Excerpt to read:
It was a problem, even at the founding of a colony 415 years ago in a place called Virginia. Captain John Smith famously told the early Jamestown settlers, Don’t work? Then you won’t eat (which has been quoted so many times, starting with Thessalonians, that it apparently highlights a theme in human behavior).
For whatever reason, it wasn’t obvious to a subset of settlers that not doing critical work would lead to starvation. They were so adept at overlooking this basic consequence — or thinking the rules didn’t apply to them — that someone had to restate things in terms they could no longer ignore. If you don’t work, we could all starve this winter, so if you want to be fed now, get to it.
Problems at this level tend to self-correct. When consequences are dire, people take corrective action or get subtracted from the gene pool. But even 415 years ago, when life was supposedly simpler and consequences clearer, human beings were still capable of ignoring the basic logic of IF YOU DON’T DO A, THEN B HAPPENS (DIRT NAP SLAPS YOU IN THE FACE).
Cushy modern life or not, some things still need doing
In a curated modern world with few survival threats, our bandwidth is taken up by matters of infinite choice: which cars, which colors, which take-out, which celebrity, which news feed, etc. All of which are matters of preference. I like strawberry ice cream, you like chocolate, we can discuss the merits of our personal tastes.
So, not surprisingly, people bristle when told that there are some rules that must be obeyed or else (catastrophe). That if the alternative is unthinkable, there isn’t really room for choice besides obedience, dang it, and having options is what 99% of modern decision-making has trained us to regard as the “natural” norm.
This is an unfortunate artifact of language and modern life. The rules I’m highlighting are not about rights, disrespect, power, influence, face, or social standing.
They’re not about agency. Or things to stand up for.

Record set:
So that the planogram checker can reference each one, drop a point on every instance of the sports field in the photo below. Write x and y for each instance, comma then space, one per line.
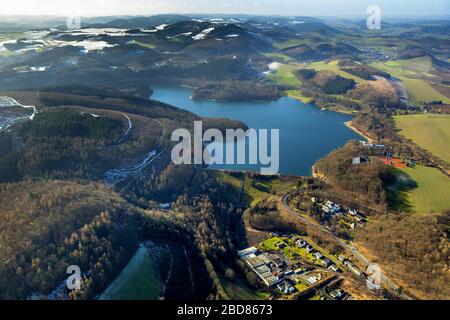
137, 280
430, 131
422, 190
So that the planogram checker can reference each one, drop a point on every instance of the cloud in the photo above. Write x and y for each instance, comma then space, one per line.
282, 7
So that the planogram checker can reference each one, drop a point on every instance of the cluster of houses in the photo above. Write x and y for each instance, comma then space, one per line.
318, 255
267, 266
332, 209
350, 266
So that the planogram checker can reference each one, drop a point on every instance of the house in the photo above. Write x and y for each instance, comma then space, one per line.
280, 245
278, 262
326, 262
289, 272
332, 207
326, 209
286, 287
334, 268
337, 294
329, 204
165, 206
359, 160
255, 262
311, 280
355, 270
299, 271
247, 251
301, 243
348, 263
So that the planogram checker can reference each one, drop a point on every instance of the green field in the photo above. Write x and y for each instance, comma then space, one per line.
280, 56
284, 75
430, 132
258, 189
332, 66
137, 280
421, 190
144, 45
415, 75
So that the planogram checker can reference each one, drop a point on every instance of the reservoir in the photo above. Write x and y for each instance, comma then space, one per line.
306, 133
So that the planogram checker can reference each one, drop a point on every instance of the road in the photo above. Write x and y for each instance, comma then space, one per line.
130, 126
349, 247
12, 102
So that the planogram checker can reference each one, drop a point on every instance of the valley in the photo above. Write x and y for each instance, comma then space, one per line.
87, 177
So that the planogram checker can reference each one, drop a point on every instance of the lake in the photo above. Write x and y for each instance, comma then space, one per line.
306, 133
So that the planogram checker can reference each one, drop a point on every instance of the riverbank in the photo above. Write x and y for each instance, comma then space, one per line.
350, 125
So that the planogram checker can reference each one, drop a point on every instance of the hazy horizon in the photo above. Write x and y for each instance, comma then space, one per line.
345, 8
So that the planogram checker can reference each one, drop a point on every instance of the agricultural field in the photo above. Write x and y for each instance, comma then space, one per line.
416, 76
255, 189
430, 132
421, 190
283, 74
280, 56
332, 66
137, 280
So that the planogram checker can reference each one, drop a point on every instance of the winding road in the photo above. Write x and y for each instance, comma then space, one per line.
130, 126
349, 247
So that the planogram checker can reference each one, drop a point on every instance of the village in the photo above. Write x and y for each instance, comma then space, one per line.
293, 267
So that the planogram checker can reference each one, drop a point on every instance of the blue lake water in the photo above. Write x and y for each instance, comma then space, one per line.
306, 133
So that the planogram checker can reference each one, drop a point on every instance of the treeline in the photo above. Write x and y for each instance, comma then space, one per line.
326, 82
64, 143
65, 122
56, 224
361, 70
234, 90
381, 128
265, 216
364, 183
414, 249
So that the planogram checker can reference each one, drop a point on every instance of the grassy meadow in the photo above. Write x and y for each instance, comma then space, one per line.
137, 280
430, 132
420, 190
416, 76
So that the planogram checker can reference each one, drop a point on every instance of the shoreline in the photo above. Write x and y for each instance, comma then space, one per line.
350, 125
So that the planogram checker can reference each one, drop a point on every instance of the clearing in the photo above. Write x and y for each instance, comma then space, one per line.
430, 132
137, 280
421, 190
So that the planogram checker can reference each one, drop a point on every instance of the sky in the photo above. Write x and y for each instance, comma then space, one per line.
260, 7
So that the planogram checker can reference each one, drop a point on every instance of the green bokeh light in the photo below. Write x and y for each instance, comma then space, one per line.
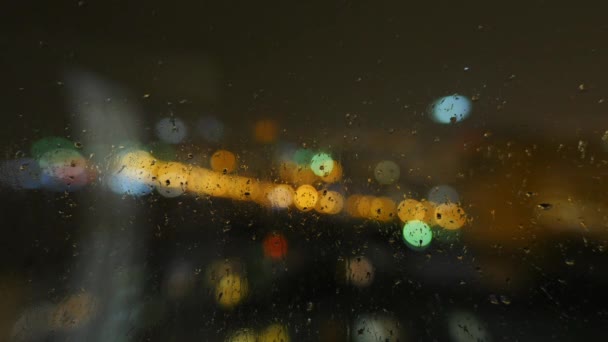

Problem to work on: Reproduce word for word the part of the passage on work and consequences between "This is an unfortunate" and "or social standing.", inclusive.

Your response:
This is an unfortunate artifact of language and modern life. The rules I’m highlighting are not about rights, disrespect, power, influence, face, or social standing.